_DIRECTIONS_: Look below for the line with "spot the weathered shingle." and the line with "spot the small white bowl."; repeat exactly those two lines and all lines between them, but no pictures.

-- DATA RECORDS follows --

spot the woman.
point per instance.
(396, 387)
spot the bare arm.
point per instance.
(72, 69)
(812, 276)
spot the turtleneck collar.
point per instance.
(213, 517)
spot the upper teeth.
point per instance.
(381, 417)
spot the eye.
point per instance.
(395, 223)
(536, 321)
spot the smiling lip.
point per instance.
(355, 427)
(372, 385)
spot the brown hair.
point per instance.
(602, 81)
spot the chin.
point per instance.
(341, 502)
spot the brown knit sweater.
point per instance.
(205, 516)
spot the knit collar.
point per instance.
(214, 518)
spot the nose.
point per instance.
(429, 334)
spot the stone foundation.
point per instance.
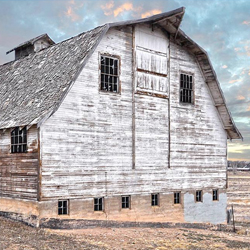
(81, 211)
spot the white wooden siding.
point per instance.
(86, 146)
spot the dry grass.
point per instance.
(15, 235)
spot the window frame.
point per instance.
(217, 195)
(193, 88)
(177, 198)
(23, 132)
(115, 57)
(127, 202)
(63, 207)
(98, 204)
(200, 196)
(157, 199)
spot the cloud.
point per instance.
(122, 8)
(71, 11)
(246, 22)
(150, 13)
(240, 97)
(233, 81)
(107, 7)
(72, 15)
(237, 49)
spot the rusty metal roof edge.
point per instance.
(182, 33)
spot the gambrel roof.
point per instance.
(33, 87)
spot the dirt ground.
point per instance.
(15, 235)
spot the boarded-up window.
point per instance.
(177, 196)
(63, 207)
(215, 195)
(125, 201)
(199, 196)
(186, 88)
(155, 199)
(109, 74)
(19, 140)
(98, 204)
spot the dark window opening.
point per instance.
(98, 204)
(63, 207)
(186, 88)
(155, 199)
(109, 74)
(177, 199)
(125, 201)
(215, 195)
(199, 196)
(19, 140)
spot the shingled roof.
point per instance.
(32, 41)
(33, 87)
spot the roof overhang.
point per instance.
(32, 41)
(169, 21)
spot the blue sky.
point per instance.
(221, 27)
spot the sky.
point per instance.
(221, 27)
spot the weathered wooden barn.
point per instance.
(125, 122)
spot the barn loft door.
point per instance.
(151, 52)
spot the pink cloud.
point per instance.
(108, 8)
(246, 22)
(122, 8)
(233, 81)
(240, 97)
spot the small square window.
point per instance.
(125, 201)
(63, 207)
(109, 74)
(215, 195)
(186, 88)
(199, 196)
(19, 140)
(155, 199)
(177, 197)
(98, 204)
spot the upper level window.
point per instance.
(19, 140)
(155, 199)
(109, 74)
(177, 197)
(215, 195)
(98, 204)
(199, 196)
(186, 88)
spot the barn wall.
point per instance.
(198, 142)
(86, 146)
(18, 172)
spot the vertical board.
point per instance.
(151, 50)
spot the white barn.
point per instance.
(125, 122)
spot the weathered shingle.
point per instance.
(31, 87)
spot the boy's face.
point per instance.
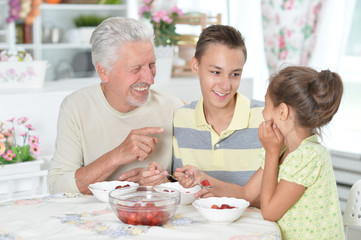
(219, 71)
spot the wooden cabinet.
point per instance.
(347, 168)
(66, 58)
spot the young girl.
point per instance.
(295, 184)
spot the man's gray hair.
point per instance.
(112, 34)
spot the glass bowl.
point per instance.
(187, 194)
(144, 205)
(211, 208)
(101, 190)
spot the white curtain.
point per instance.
(246, 16)
(332, 34)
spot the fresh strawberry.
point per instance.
(205, 182)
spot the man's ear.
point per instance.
(284, 111)
(194, 65)
(102, 72)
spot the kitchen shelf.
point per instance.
(65, 46)
(82, 7)
(63, 56)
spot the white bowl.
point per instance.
(101, 189)
(204, 206)
(187, 194)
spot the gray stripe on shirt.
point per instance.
(191, 138)
(237, 177)
(242, 139)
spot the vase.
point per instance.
(164, 62)
(20, 177)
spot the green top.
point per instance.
(316, 215)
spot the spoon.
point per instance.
(169, 175)
(199, 184)
(83, 183)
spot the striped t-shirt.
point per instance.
(232, 156)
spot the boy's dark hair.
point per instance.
(219, 34)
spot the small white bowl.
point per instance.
(101, 189)
(204, 206)
(187, 194)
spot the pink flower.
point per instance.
(35, 149)
(11, 120)
(9, 155)
(176, 10)
(281, 42)
(2, 148)
(33, 140)
(31, 71)
(22, 120)
(11, 72)
(143, 9)
(159, 15)
(23, 75)
(288, 4)
(29, 126)
(4, 58)
(283, 54)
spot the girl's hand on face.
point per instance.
(183, 173)
(270, 137)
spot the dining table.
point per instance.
(78, 216)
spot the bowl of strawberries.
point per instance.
(101, 190)
(221, 209)
(144, 205)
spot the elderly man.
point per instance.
(117, 126)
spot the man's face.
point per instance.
(127, 85)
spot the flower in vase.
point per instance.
(163, 22)
(18, 148)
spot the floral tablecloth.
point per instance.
(77, 216)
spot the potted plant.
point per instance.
(18, 153)
(86, 25)
(164, 25)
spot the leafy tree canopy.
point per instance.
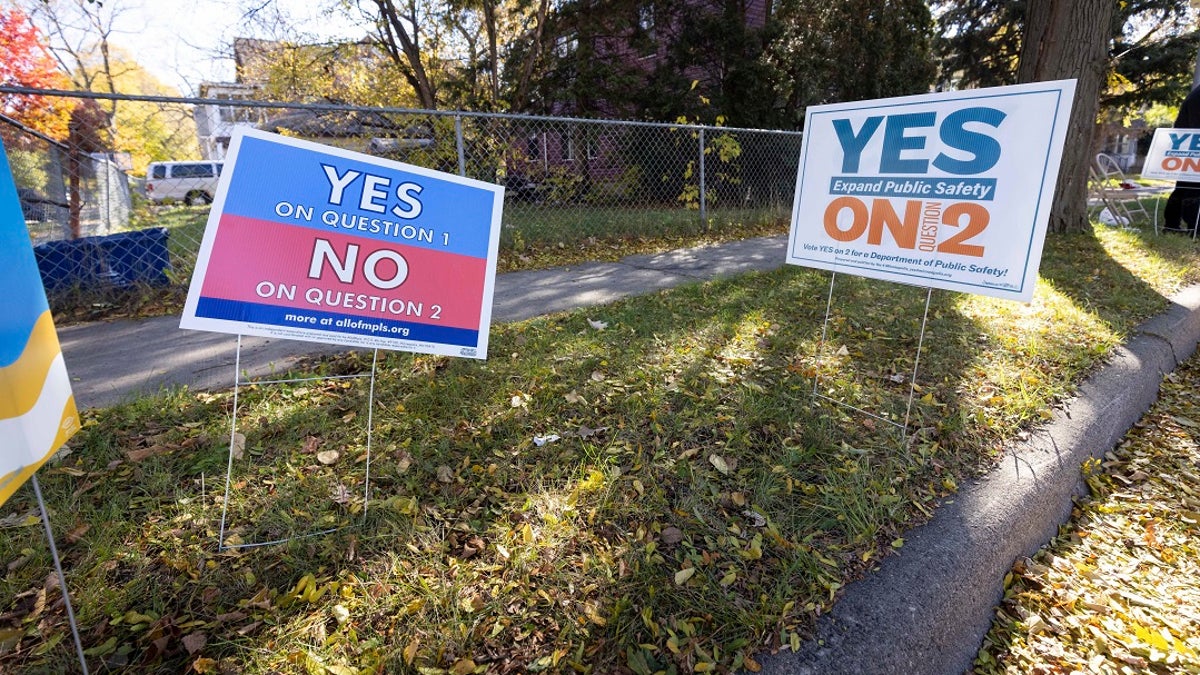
(27, 61)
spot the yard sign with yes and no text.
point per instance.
(315, 243)
(943, 190)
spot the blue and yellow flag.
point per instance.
(37, 411)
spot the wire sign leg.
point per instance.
(58, 569)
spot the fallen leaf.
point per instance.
(195, 641)
(341, 614)
(756, 519)
(671, 536)
(341, 495)
(144, 453)
(403, 461)
(204, 664)
(719, 463)
(411, 650)
(239, 446)
(77, 533)
(587, 432)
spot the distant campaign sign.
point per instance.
(945, 190)
(1174, 155)
(313, 243)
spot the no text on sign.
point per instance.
(313, 243)
(943, 190)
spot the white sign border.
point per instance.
(1053, 160)
(190, 321)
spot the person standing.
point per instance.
(1179, 216)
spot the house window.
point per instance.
(646, 19)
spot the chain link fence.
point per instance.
(570, 183)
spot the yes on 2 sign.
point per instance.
(315, 243)
(943, 190)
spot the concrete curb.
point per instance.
(927, 609)
(113, 362)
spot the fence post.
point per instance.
(703, 202)
(457, 139)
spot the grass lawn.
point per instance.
(643, 487)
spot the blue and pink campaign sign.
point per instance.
(313, 243)
(942, 190)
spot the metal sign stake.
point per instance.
(58, 569)
(916, 366)
(233, 440)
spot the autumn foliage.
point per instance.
(25, 61)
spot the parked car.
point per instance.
(192, 183)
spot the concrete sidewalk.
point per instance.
(111, 362)
(925, 609)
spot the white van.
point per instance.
(192, 183)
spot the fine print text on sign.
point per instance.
(943, 190)
(1174, 155)
(313, 243)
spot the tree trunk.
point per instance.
(1063, 40)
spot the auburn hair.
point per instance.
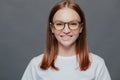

-- DATA RECORDS concluded --

_YOUR RESPONSE_:
spot the weathered shingle.
point per instance.
(31, 87)
spot the boy's face.
point per instance.
(219, 71)
spot the wooden cabinet.
point per instance.
(347, 168)
(66, 58)
spot the young girl.
point per instance.
(295, 184)
spot the man's gray hair.
point per instance.
(112, 34)
spot the glass bowl.
point per instance.
(187, 194)
(144, 205)
(211, 208)
(101, 190)
spot the white curtain.
point per instance.
(246, 16)
(332, 34)
spot the fresh strawberry.
point per instance.
(205, 182)
spot the man's ear.
point per instance.
(284, 111)
(194, 65)
(102, 72)
spot the kitchen shelf.
point per instance.
(65, 46)
(82, 7)
(63, 56)
spot the white bowl.
point per instance.
(101, 189)
(204, 206)
(187, 194)
spot the gray stripe on shirt.
point per instance.
(191, 138)
(237, 177)
(242, 139)
spot the vase.
point per instance.
(164, 62)
(20, 177)
spot the green top.
point per instance.
(316, 215)
spot the spoon.
point per instance.
(169, 175)
(199, 184)
(83, 183)
spot the striped t-shirt.
point per instance.
(232, 156)
spot the boy's dark hair.
point per instance.
(219, 34)
spot the small white bowl.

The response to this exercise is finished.